[Collected data]
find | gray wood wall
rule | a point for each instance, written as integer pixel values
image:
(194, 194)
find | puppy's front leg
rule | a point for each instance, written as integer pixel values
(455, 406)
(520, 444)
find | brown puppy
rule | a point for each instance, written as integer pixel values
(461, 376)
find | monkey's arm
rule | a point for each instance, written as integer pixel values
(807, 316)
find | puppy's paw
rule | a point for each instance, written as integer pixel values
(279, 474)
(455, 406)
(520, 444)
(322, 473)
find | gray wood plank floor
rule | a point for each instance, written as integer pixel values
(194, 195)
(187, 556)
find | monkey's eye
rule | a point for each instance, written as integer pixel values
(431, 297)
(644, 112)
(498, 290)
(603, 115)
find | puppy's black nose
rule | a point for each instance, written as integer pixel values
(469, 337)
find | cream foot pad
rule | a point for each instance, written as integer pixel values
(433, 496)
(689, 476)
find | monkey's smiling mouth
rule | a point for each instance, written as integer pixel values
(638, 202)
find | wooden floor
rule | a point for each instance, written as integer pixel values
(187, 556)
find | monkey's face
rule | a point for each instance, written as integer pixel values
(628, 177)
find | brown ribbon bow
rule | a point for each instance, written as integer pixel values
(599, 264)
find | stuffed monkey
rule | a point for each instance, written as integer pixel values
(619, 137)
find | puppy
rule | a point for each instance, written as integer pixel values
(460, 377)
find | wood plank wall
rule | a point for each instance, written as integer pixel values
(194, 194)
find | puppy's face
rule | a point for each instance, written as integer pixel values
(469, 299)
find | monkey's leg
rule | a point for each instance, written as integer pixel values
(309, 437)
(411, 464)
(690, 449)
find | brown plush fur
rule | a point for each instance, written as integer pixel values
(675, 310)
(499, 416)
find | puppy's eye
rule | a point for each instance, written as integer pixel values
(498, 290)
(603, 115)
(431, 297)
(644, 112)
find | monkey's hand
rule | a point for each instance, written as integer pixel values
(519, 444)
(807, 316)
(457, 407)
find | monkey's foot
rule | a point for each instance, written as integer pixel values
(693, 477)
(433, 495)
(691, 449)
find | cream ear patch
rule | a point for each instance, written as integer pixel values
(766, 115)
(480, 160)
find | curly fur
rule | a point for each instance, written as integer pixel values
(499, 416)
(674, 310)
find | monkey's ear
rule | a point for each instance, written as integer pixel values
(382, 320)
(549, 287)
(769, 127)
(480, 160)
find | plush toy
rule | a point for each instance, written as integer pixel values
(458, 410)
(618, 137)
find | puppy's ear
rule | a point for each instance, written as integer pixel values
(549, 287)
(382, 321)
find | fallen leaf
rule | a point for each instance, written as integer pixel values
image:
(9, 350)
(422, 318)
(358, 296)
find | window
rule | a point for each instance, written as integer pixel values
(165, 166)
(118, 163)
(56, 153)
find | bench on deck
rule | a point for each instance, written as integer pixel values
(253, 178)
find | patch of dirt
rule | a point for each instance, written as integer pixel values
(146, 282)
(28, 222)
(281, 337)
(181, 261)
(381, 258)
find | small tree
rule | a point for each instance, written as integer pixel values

# Brief
Your job is to restate all of the data word for word.

# Your solution
find | gray wood wall
rule | a point for each instance, written as integer pixel values
image:
(194, 194)
find | puppy's front leg
rule | a point for each instance, written as integer pixel values
(455, 406)
(520, 444)
find | brown puppy
rule | a point for each instance, written as integer pixel values
(461, 376)
find | monkey's arm
rule | a point for each instance, written as integer pixel values
(807, 316)
find | puppy's paw
rule | a point for each instance, written as integer pixel values
(279, 474)
(455, 406)
(520, 444)
(322, 473)
find | gray wood plank floor
rule | a point for each instance, written as integer pixel values
(194, 195)
(187, 556)
find | monkey's eye
rule | a point for each instance, written as integer pixel values
(431, 297)
(644, 112)
(498, 290)
(603, 115)
find | puppy's black nose
rule | a point for each instance, written as integer pixel values
(469, 337)
find | cream foot pad
rule | a point for each instance, written as integer pixel values
(433, 496)
(689, 476)
find | monkey's smiling mouth
rule | a point for each instance, written as integer pixel values
(638, 202)
find | wooden floor
rule | a point for each instance, written as integer pixel values
(187, 556)
find | monkey's face
rule | a point for each instance, written as integer pixel values
(628, 177)
find | brown ribbon bow
rule | a point for each instance, written as integer pixel values
(599, 264)
find | stuffed monkey
rule | a point for each instance, written as integer pixel values
(619, 137)
find | puppy
rule | a point for each instance, written as integer pixel values
(460, 377)
find | wood plank wall
rule | a point for each instance, written as integer pixel values
(194, 194)
find | puppy's face
rule | a point for each instance, written as integer pixel values
(469, 299)
find | monkey's leg
rule | a point for each instance, written as integer pixel values
(309, 437)
(411, 464)
(690, 449)
find | brown plush fur
rule | a point for each instance, written as integer pixel values
(675, 310)
(499, 416)
find | puppy's eye
rule | a point for each instance, written as integer pixel values
(498, 290)
(603, 115)
(431, 297)
(644, 112)
find | monkey's hand
rule | a point for each instance, written as integer pixel values
(519, 444)
(807, 316)
(457, 407)
find | monkey's foot
rule | a point for each instance, written as integer pixel values
(693, 477)
(433, 495)
(691, 449)
find | cream ear patch
rule | a point for each instance, written as integer pixel values
(766, 115)
(480, 160)
find | curly fur
rule | a point for each instance, written as integer pixel values
(499, 416)
(674, 310)
find | monkey's ear
rule | a point for each instance, written as integer pixel values
(382, 320)
(549, 287)
(769, 127)
(480, 160)
find | plush toy
rule | a point for each instance, written as integer pixel values
(458, 410)
(618, 137)
find | puppy's ear
rule | a point for each instance, written as integer pixel values
(549, 287)
(382, 321)
find | fallen leaf
rule | a point for each instance, written as integer pixel values
image:
(9, 350)
(422, 318)
(358, 296)
find | window
rule | a point for each instance, written as integer pixel values
(165, 166)
(118, 163)
(56, 153)
find | bench on deck
rule | a point for each instance, written as integer pixel values
(253, 178)
find | patch of dirt
rule | a point for each instance, written as integer pixel values
(146, 282)
(28, 222)
(281, 337)
(181, 261)
(381, 258)
find | small tree
rule | a point for each instance, written as integer pixel values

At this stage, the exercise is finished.